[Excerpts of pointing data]
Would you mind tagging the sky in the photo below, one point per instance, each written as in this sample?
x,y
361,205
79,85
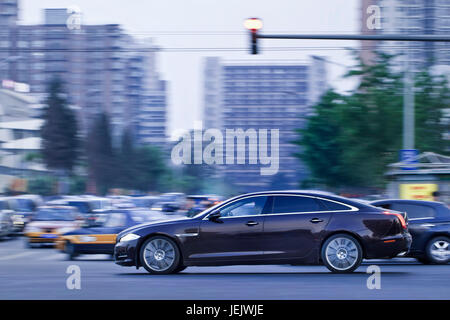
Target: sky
x,y
218,24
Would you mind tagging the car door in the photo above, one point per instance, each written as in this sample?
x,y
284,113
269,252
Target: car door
x,y
293,227
235,235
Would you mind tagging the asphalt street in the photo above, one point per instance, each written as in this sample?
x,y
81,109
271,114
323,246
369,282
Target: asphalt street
x,y
40,273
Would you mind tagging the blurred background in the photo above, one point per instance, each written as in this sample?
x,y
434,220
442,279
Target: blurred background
x,y
94,94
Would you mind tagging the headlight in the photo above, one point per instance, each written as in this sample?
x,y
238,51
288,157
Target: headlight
x,y
129,237
65,229
88,238
32,229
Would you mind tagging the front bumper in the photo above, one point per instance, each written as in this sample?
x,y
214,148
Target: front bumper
x,y
125,253
41,237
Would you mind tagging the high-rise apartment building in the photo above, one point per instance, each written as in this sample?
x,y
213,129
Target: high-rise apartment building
x,y
413,17
103,68
262,95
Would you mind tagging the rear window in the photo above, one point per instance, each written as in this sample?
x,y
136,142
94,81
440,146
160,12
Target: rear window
x,y
414,211
292,204
334,206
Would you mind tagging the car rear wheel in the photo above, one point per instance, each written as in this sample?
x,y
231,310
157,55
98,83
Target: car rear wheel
x,y
341,253
160,255
69,248
438,250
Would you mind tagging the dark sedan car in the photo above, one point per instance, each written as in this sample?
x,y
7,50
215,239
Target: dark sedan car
x,y
429,225
268,228
101,239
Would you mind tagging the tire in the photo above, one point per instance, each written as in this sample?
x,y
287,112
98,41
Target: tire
x,y
423,260
341,253
28,244
437,250
160,255
69,248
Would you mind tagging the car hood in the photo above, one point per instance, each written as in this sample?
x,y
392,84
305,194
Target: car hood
x,y
97,230
52,224
152,224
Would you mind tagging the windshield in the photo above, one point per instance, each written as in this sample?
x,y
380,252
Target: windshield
x,y
25,205
208,210
115,220
54,214
82,206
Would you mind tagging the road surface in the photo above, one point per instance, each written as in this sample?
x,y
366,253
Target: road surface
x,y
40,273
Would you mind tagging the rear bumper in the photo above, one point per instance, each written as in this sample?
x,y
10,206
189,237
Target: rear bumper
x,y
389,247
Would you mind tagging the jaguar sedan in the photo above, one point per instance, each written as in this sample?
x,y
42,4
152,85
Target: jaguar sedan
x,y
268,228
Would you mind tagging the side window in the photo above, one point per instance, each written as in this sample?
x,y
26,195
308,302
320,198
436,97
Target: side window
x,y
115,220
291,204
334,206
246,207
414,211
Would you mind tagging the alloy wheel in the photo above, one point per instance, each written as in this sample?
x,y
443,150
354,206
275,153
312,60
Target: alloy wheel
x,y
342,253
159,254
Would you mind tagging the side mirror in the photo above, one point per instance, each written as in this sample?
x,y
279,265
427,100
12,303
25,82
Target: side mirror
x,y
214,216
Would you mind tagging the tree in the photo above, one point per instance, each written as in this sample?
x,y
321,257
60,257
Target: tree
x,y
350,139
149,168
320,147
126,161
59,132
100,154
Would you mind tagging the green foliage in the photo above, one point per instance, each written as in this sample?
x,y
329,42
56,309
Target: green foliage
x,y
350,139
59,132
149,168
42,185
77,185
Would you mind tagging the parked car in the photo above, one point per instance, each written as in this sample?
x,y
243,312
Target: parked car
x,y
88,206
49,223
6,218
25,207
144,201
268,228
101,240
429,225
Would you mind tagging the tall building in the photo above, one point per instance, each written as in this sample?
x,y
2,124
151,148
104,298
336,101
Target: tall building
x,y
103,68
414,17
262,95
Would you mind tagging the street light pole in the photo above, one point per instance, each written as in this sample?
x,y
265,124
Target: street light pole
x,y
408,106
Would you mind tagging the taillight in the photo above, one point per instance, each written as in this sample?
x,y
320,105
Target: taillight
x,y
399,216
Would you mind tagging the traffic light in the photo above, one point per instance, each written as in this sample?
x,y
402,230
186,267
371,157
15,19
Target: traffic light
x,y
253,24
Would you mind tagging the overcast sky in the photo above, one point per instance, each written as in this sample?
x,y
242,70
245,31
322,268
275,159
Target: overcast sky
x,y
183,24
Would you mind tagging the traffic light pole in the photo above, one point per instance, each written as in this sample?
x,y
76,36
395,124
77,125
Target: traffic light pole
x,y
381,37
408,91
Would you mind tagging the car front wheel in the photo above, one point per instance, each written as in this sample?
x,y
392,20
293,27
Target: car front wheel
x,y
160,255
341,253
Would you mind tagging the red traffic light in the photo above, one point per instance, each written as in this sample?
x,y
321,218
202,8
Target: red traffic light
x,y
253,24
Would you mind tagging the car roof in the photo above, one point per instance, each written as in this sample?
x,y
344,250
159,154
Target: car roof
x,y
56,207
312,193
410,201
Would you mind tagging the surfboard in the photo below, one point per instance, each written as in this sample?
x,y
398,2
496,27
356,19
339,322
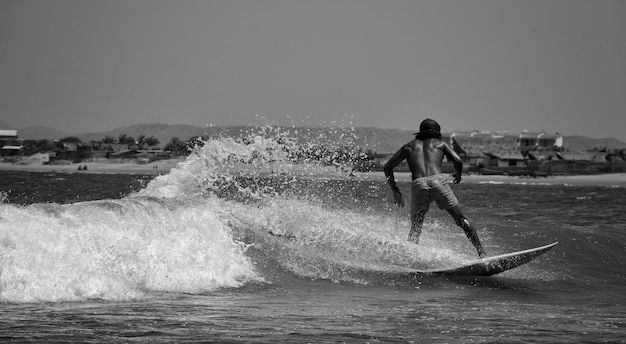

EXERCISE BRIEF: List in full each line of the material above in which the word "bumper" appears.

SOLUTION BELOW:
Would you mind tagging the front bumper in the photo above, one point per instance, each written as in this sample?
Target: front bumper
Would you mind tagging the rear bumper in the photo above, one point per instance, each written as in this sample?
Target: rear bumper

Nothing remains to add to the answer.